▸ Set task
Can you lay out the part that opens with the line containing "Target: driver's hand" and closes with the line containing "x=357 y=397" as a Markdown table, with columns named Row and Line and blank lines left out?

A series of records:
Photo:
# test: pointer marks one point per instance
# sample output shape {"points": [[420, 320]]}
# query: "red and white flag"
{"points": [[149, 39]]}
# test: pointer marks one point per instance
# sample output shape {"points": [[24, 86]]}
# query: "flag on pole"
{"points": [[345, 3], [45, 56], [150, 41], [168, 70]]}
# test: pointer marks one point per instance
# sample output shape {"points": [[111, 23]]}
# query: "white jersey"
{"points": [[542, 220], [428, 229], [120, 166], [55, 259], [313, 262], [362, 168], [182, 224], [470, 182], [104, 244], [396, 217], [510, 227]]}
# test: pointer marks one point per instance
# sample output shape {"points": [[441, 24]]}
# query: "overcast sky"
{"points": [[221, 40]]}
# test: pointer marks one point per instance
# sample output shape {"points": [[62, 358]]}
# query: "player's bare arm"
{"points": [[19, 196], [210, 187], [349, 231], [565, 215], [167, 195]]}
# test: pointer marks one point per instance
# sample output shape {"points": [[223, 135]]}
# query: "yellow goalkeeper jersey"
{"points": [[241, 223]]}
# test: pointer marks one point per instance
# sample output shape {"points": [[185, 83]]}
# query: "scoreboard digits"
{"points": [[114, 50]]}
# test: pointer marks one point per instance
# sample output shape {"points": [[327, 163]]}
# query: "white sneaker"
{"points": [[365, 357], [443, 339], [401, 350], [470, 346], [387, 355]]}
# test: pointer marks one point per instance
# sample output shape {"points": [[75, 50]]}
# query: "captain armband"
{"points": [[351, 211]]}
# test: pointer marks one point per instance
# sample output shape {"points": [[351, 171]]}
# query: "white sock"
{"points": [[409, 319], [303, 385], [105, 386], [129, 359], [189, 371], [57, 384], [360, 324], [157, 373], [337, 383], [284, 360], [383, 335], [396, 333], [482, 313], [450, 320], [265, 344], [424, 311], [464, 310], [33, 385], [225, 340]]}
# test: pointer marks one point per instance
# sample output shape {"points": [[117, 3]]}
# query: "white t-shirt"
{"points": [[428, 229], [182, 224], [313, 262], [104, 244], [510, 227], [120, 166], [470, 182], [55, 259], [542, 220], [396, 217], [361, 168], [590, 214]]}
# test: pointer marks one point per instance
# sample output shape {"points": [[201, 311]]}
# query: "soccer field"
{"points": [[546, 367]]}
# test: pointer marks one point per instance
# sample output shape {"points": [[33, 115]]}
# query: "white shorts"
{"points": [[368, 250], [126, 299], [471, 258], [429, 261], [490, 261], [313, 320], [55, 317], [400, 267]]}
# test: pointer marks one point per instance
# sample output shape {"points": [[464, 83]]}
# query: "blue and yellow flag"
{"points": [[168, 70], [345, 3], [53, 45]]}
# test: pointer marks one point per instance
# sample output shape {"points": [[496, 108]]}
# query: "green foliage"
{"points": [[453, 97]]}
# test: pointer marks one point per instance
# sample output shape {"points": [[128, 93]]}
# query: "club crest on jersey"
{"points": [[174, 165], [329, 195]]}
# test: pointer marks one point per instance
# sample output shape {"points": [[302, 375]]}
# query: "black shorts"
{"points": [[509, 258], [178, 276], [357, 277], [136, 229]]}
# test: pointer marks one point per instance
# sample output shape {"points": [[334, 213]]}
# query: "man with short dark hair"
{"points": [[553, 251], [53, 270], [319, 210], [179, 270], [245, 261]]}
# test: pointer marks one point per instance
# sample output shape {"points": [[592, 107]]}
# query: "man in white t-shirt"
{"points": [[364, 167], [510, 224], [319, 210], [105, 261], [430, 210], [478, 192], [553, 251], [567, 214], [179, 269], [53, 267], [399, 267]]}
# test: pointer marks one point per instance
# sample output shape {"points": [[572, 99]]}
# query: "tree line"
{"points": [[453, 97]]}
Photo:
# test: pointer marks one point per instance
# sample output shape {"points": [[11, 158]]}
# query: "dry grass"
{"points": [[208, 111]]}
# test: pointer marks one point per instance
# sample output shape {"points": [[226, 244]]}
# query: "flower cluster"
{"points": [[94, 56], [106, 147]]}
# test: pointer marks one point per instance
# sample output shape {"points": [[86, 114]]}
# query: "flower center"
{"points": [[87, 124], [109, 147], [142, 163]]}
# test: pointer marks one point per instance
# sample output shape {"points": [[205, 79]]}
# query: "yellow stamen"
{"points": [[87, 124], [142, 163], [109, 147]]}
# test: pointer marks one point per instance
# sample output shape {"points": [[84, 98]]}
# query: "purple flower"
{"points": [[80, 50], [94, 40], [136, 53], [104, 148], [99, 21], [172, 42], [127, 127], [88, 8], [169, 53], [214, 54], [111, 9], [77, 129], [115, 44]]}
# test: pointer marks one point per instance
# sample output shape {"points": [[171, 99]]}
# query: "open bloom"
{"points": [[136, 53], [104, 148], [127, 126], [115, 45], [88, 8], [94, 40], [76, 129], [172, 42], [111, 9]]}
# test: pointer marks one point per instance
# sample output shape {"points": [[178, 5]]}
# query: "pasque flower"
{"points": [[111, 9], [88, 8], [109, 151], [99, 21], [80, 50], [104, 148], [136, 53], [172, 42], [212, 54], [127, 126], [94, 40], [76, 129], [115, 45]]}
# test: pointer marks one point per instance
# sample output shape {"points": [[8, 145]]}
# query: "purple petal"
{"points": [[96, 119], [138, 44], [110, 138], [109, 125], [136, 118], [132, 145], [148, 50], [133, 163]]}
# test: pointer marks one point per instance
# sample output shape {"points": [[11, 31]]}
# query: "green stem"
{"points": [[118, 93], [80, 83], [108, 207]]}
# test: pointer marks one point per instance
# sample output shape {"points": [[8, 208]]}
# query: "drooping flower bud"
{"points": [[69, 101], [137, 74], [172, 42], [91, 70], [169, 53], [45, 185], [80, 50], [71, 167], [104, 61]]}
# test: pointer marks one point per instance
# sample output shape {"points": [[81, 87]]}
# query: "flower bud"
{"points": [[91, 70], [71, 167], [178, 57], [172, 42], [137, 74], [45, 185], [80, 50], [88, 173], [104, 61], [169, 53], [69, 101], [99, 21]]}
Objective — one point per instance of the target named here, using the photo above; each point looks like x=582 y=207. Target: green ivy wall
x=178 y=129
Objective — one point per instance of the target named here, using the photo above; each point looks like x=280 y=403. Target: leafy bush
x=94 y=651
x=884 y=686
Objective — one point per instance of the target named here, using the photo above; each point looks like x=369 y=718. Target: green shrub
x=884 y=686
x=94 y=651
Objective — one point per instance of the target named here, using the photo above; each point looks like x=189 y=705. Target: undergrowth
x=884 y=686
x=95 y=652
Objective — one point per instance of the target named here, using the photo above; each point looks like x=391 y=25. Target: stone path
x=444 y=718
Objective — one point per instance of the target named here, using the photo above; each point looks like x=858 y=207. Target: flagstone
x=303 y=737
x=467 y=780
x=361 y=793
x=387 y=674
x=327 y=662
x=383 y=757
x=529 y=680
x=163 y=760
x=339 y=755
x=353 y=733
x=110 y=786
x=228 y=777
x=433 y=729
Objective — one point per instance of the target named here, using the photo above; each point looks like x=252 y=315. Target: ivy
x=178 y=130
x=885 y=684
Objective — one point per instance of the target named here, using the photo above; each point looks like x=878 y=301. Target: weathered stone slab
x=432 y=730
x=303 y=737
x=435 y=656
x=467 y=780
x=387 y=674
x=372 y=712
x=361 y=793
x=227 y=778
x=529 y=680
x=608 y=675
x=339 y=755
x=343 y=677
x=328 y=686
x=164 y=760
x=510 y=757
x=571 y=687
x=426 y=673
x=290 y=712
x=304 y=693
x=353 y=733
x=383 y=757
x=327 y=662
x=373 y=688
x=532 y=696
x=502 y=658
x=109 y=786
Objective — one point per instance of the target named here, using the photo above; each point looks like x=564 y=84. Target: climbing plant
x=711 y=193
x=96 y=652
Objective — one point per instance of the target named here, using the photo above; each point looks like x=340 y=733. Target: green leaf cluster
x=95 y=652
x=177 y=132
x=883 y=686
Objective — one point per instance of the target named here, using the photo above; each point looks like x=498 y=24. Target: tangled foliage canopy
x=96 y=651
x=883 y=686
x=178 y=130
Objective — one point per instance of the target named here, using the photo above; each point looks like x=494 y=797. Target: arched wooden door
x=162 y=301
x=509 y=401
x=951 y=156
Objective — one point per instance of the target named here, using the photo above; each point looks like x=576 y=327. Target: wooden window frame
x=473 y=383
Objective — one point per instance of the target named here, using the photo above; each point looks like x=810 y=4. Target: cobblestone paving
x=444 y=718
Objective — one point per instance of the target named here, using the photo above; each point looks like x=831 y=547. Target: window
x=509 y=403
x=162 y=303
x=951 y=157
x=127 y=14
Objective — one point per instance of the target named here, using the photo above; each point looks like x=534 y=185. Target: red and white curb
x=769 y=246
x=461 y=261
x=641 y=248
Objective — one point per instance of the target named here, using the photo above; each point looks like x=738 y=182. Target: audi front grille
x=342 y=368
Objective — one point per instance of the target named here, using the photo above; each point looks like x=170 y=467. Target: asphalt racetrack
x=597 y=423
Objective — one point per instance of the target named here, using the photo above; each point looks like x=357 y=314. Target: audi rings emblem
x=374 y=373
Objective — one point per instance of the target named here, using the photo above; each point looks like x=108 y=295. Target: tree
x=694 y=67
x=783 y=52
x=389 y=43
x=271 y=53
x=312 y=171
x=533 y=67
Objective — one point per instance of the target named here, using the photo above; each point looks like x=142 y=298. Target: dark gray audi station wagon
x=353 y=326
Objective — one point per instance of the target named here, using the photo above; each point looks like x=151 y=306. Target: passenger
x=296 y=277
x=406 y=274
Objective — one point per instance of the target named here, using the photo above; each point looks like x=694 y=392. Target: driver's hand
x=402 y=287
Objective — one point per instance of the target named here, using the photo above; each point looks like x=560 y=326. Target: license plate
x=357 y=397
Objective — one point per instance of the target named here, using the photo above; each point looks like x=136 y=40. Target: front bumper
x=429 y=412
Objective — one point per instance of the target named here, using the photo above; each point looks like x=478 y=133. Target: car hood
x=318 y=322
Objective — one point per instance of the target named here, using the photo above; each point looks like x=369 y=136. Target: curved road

▸ Response to this exercise
| Row | Line |
|---|---|
| 1 | Objective — one point per instance of the target named here, using the photo above; each point looks like x=694 y=392. Target: driver's hand |
| 2 | x=402 y=287 |
| 3 | Objective — one point per instance of the target named here, using the photo above; each point looks like x=560 y=326. Target: license plate |
| 4 | x=357 y=397 |